Passage for review:

---*---

Senate Bill 549 to legalize physician-assisted suicide in Pennsylvania has been referred to the Senate Judiciary Committee.

As a cardiologist, I read the bill with great concern. I have cared for terminally ill patients and seen the great courage, dignity and grace with which patients have successfully faced sickness and death. If passed, SB 549 to legalize physician-assisted suicide will be a great danger to physicians, to patients and to society.

Legalizing physician-assisted suicide is dangerous for physicians. Giving doctors the power to deliberately end the lives of their patients will inevitably redefine the nature of the doctor-patient relationship and will destroy essential trust and confidence.

Physician-assisted suicide is the easy option for a busy, stressed or frustrated physician. It also gives too much power to the physician. He or she would become judge, jury and assistant executioner. A physician could convince a patient that this is a reasonable step in just the way they describe their diagnosis and prognosis.

---*---

Dataset excerpts
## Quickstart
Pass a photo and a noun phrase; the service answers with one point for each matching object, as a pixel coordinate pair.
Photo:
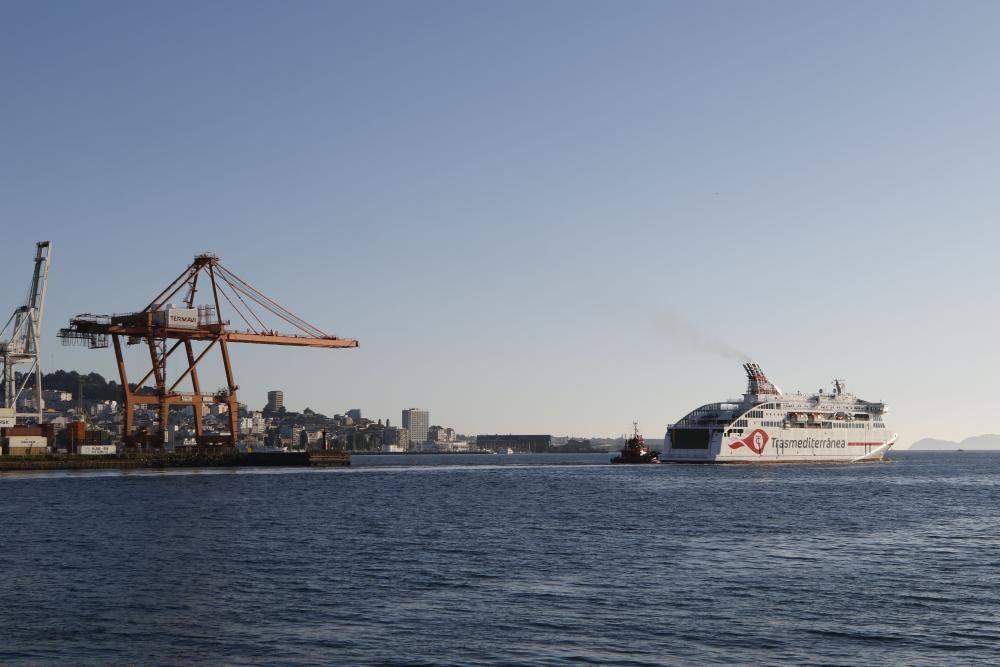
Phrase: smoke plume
(678, 329)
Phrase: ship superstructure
(767, 426)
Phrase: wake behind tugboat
(636, 450)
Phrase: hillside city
(69, 397)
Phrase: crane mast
(24, 343)
(164, 329)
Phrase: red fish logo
(755, 442)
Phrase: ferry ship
(767, 426)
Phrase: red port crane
(166, 328)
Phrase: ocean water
(506, 560)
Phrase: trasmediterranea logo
(755, 442)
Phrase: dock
(217, 458)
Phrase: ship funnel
(757, 382)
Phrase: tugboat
(636, 450)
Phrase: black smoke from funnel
(676, 328)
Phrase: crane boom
(165, 329)
(24, 344)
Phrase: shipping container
(27, 451)
(26, 429)
(27, 441)
(98, 450)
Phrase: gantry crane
(165, 328)
(24, 344)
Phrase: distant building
(520, 444)
(395, 439)
(416, 422)
(440, 434)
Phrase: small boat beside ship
(636, 450)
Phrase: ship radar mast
(757, 382)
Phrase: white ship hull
(821, 446)
(766, 426)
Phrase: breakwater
(218, 458)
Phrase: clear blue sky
(506, 201)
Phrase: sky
(536, 217)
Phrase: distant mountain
(977, 442)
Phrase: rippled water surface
(527, 560)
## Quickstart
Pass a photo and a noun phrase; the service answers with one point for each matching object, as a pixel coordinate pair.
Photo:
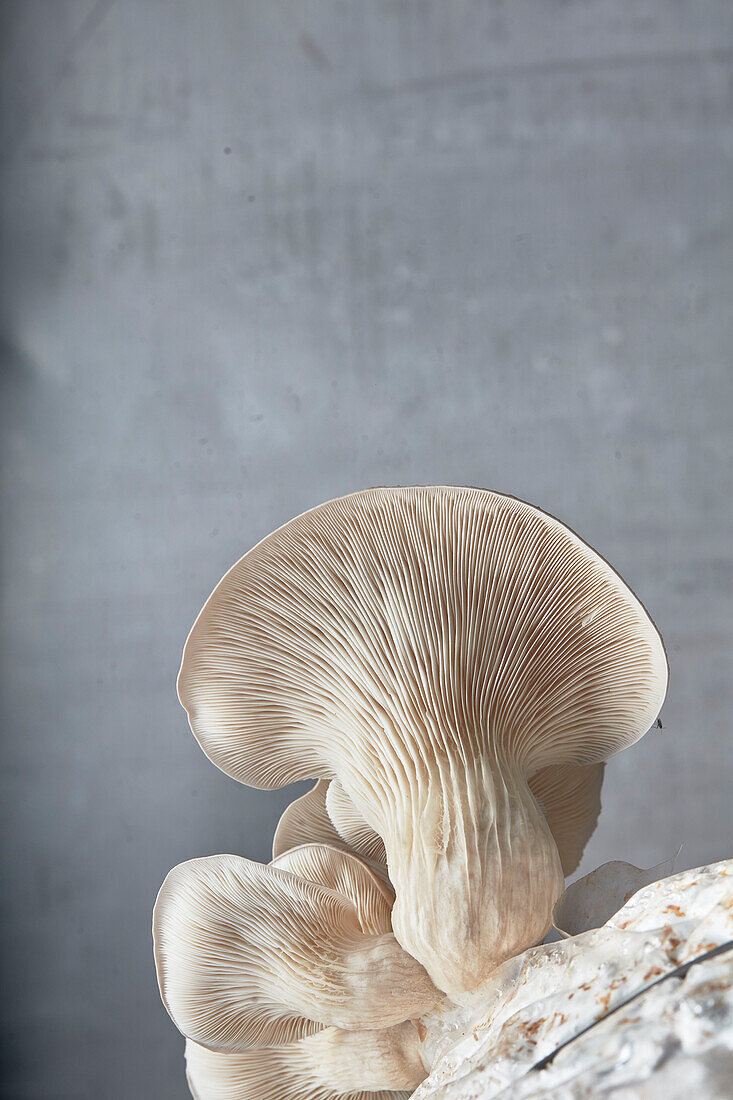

---*---

Duplicate the portion of the passage on physician-assisted suicide that runs from "As a cardiologist, I" to "trust and confidence.", keeping every word and punctuation mark unchanged.

Output for this exercise:
As a cardiologist, I read the bill with great concern. I have cared for terminally ill patients and seen the great courage, dignity and grace with which patients have successfully faced sickness and death. If passed, SB 549 to legalize physician-assisted suicide will be a great danger to physicians, to patients and to society.

Legalizing physician-assisted suicide is dangerous for physicians. Giving doctors the power to deliberately end the lives of their patients will inevitably redefine the nature of the doctor-patient relationship and will destroy essential trust and confidence.